____ Exercise data

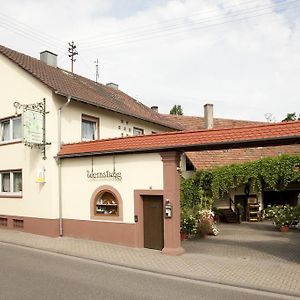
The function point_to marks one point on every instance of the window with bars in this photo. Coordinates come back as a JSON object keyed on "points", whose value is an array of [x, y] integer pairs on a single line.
{"points": [[17, 223], [10, 130]]}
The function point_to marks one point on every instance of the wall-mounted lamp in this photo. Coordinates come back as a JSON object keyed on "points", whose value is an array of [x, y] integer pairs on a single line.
{"points": [[17, 106]]}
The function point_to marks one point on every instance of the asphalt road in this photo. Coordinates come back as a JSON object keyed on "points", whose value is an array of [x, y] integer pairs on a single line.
{"points": [[32, 274]]}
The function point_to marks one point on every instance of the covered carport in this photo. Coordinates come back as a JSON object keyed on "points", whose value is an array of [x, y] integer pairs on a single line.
{"points": [[170, 146]]}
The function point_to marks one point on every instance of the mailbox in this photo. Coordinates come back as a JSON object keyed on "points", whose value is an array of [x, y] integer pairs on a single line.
{"points": [[168, 209]]}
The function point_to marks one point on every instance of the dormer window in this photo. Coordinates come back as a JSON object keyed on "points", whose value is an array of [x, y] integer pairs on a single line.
{"points": [[138, 131], [89, 128]]}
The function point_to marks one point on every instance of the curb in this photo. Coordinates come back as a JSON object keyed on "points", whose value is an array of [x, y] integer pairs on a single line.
{"points": [[172, 274]]}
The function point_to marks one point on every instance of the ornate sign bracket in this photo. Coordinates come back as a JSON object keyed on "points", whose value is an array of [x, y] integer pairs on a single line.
{"points": [[36, 109]]}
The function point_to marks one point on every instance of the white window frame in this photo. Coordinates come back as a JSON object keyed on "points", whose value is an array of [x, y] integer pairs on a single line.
{"points": [[92, 120], [11, 130], [137, 131], [11, 192]]}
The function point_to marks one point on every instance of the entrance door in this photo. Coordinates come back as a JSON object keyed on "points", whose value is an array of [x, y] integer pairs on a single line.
{"points": [[242, 201], [153, 222]]}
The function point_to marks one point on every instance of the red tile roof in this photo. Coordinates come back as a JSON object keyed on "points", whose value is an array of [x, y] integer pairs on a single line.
{"points": [[85, 90], [212, 158], [198, 123], [189, 140]]}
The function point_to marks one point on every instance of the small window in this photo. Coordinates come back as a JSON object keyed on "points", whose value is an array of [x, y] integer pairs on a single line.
{"points": [[3, 222], [5, 131], [10, 129], [16, 128], [138, 131], [17, 223], [89, 128], [5, 184], [106, 204], [11, 183], [17, 182]]}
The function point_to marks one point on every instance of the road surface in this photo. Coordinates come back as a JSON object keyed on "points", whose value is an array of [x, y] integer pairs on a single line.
{"points": [[32, 274]]}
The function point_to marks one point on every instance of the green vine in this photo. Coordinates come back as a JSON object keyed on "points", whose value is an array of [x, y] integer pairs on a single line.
{"points": [[272, 172]]}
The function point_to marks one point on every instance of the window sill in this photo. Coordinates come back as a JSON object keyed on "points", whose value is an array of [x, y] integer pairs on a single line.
{"points": [[2, 143], [11, 195]]}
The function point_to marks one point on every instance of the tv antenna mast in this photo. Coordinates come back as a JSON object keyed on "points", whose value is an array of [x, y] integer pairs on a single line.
{"points": [[72, 50], [97, 69]]}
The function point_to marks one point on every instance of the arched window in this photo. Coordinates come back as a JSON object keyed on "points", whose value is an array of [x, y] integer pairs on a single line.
{"points": [[106, 204]]}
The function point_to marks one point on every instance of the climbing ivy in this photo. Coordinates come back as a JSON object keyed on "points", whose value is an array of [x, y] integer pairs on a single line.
{"points": [[271, 172]]}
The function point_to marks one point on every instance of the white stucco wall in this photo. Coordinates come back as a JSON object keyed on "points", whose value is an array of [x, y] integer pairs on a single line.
{"points": [[139, 171], [41, 199], [38, 200], [109, 122]]}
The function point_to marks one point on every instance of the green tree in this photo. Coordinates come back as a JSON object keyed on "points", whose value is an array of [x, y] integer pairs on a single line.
{"points": [[176, 110], [291, 117]]}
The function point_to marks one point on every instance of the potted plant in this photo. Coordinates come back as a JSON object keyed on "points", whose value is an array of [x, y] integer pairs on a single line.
{"points": [[206, 223], [188, 225], [283, 216]]}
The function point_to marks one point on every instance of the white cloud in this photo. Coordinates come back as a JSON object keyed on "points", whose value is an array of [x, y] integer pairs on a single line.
{"points": [[172, 51]]}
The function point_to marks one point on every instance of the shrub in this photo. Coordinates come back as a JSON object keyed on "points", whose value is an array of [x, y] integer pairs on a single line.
{"points": [[282, 215]]}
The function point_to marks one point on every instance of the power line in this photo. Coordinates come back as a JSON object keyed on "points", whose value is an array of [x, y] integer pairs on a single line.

________

• [Given exercise]:
Lay out all of the rows above as a numbered list, skipping blank lines and leaving the pictures out.

• [Exercise solution]:
1. The function point_to marks one point on every instance of the window with bars in this photo. Coordinates come back as a JSON object keyed on "points", whose value is an array of [x, y] integer pairs on a single line.
2. {"points": [[17, 223], [10, 130]]}
3. The function point_to marks one point on every instance of the wall-mounted lamp in this photo. Coordinates come back as a JSON object keyed on "points", whose value is an array of [x, y] integer pairs on a single line.
4. {"points": [[17, 106]]}
5. The function point_to marks one point on every instance of the asphalt road in this photo. Coordinates come back as a JSON object keyed on "points", whose value is an array of [x, y] integer pairs on a single line.
6. {"points": [[32, 274]]}
7. The function point_to marks one point on every instance of the covered carport in this photo. Coordinates come back as a JSON object keyed on "points", whose value is an array of [x, y] integer pairs on a single line.
8. {"points": [[170, 146]]}
9. The function point_to marks one point on every instance of the mailbox in this photo. Coordinates come back as a JSON object keyed on "points", whose value is an array of [x, y] integer pairs on a single line.
10. {"points": [[168, 209]]}
11. The function point_to marks one point on every instance of the dormer window in this photo. Coordinates come back as a JSON object keyed on "points", whose value is an array of [x, y] integer pairs on a single line.
12. {"points": [[138, 131], [89, 128]]}
13. The function point_to marks one point on every instance of the curb in this photo. Coordinates come back as a JSON object keyed on "points", whose value is an array of [x, y] integer pairs on a single line.
14. {"points": [[172, 274]]}
15. The function point_to marks one point on every instance of the ornate sign bracket in this photo. Coordinates come back as a JSON object keyed on "points", whose value is an array of [x, y] integer pairs on a single line.
16. {"points": [[36, 109]]}
17. The function point_to marks one point on every instance of the white window frame in this photo. Coordinates come back as a JSON object keyed on "points", whose value is an array of [x, y] integer pairs on a single line.
18. {"points": [[92, 120], [11, 130], [137, 131], [11, 192]]}
19. The function point_to marks one point on every instance of the entrance door in this photo. Coordinates come back as a JSON object keyed on "points", whose value is an array of [x, y] integer pairs on a single line.
20. {"points": [[242, 201], [153, 222]]}
21. The function point_to marks one point on every instance of the red tile roof in this photo. Coordinates come back as a JSON object keyed on "points", whose value is an array of [x, y] integer pairs on a single line.
22. {"points": [[85, 90], [212, 158], [198, 123], [189, 140]]}
23. The function point_to marks one point on every instance of the small window in this photo. Coordinates come back as a JSON object keyed on "points", whose value is an array of [x, y] integer pairs on a single line.
24. {"points": [[3, 222], [5, 131], [10, 129], [16, 128], [138, 131], [17, 223], [89, 128], [5, 184], [106, 204], [11, 183], [17, 182]]}
25. The function point_to marks one point on every instance of the road surface in this photo. Coordinates come back as a JSON object keyed on "points", whose value is an array of [x, y] integer pairs on a single line.
26. {"points": [[32, 274]]}
27. The function point_to marks one point on every instance of the green vine in this photo. Coordinates come back as a JSON object keyed on "points", whose value is an array of [x, y] integer pairs on a single line.
28. {"points": [[272, 172]]}
29. The function point_to marks one point on every instance of the window sill in this photo. Coordinates come back as a JSON object keyed on "points", whose value is an array of [x, y] integer pairs on a single line.
30. {"points": [[2, 143], [11, 195]]}
31. The function point_to marks one point on every instance of the tv antenna mast in this photo. Coordinates come back as a JSON object keyed on "points", whose value is an array of [x, y] integer pairs on a single line.
32. {"points": [[72, 50], [97, 69]]}
33. The function point_to marks one point on every instance of the arched window in this photo. Coordinates come back as a JSON object keyed on "points", whose value is an array of [x, y] integer pairs on a single line.
34. {"points": [[106, 204]]}
35. The function point_to marks one point on every instance of the climbing ivy in this photo. Coordinates come back as a JSON object keyed on "points", whose value is an array of [x, y] integer pairs on a single line.
36. {"points": [[271, 172]]}
37. The function point_to marks one point on every instance of the white stucco wall in this photo. Coordinates come back as a JSON object keyed on "points", whose value is an array of [x, y] integer pairs on a single line.
38. {"points": [[139, 171], [41, 199], [38, 200], [109, 122]]}
39. The function point_to marks one point on every instance of the green tree in this photo. Coordinates come back as a JSON object keyed on "points", whose value is an array of [x, y] integer pairs on a single line.
40. {"points": [[176, 110], [291, 117]]}
41. The function point_to marks one point on every instance of the potted plant in this photo. Coordinates come back as a JSON object keyed on "points", whose value is an array of [x, y] integer pairs on a single line.
42. {"points": [[206, 223], [188, 225], [283, 216]]}
43. The function point_to marks one point on every instance of the white cloud in this photo. Coordinates come back as a JSON object keyed on "points", whose value is an array of [x, y] integer pairs on a single line.
44. {"points": [[172, 51]]}
45. The function point_to marks one point on every instance of the shrub in this photo. Coordinates come back as a JSON object keyed on "points", whose value is an array of [x, y] integer pairs on a single line.
46. {"points": [[282, 215]]}
47. The function point_to marks one point on every instance of the power line in this photo. Coordinates come back as a JSON object keyed on "points", whose value is an array of [x, y] integer pairs on a single line.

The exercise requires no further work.